Present every line of the entries below as a Markdown table with two columns, "Row" for a running number and "Text" for the line itself. Skip any blank lines.

Dataset entries on where objects appear:
------

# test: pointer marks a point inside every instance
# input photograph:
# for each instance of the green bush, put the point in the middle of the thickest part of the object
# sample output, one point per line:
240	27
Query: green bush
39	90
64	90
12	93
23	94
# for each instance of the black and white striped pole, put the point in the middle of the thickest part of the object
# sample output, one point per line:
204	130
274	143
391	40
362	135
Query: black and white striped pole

------

**Result of the task**
| Row | Text |
|---|---|
| 1 | # test: pointer marks a point inside every instance |
| 2 | # input photograph: |
| 3 | # for each instance of the green bush, put the point in the middle of the thickest part of the object |
| 4 | # sample output, one point per line: |
| 5 | 240	27 |
| 6 | Query: green bush |
| 7 | 39	90 |
| 8 | 64	90 |
| 9 | 12	93 |
| 10 | 23	94 |
| 11 | # for each instance of the black and white striped pole, put the point in the middle of the thickest part of the object |
| 12 | # sample output, one point per line: |
| 13 | 204	130 |
| 14 | 274	143 |
| 15 | 391	40 |
| 16 | 362	135 |
| 17 | Query: black and white striped pole |